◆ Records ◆
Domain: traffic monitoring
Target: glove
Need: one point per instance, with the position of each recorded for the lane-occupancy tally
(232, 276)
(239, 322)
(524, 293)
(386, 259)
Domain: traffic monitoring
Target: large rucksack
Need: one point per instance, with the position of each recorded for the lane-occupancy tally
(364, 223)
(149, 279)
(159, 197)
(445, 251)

◆ PROBLEM STATEMENT ◆
Render all of the data above as a two-column CSV with the headers instruction and points, one row per item. Put each item's text and its answer in their own quoted fields, with every line break replaced by a space.

◆ COMPLETE OUTPUT ◆
instruction,points
"Domain: traffic monitoring Target: glove Need: one point per instance, with the position of each recorded for the lane-occupancy tally","(232, 276) (239, 322) (524, 293) (386, 259)"
"Domain: traffic monitoring Target: large rucksack Need: one point per instance, with the position of each recorded for the lane-occupancy tally","(364, 223) (149, 279) (159, 197) (445, 251)"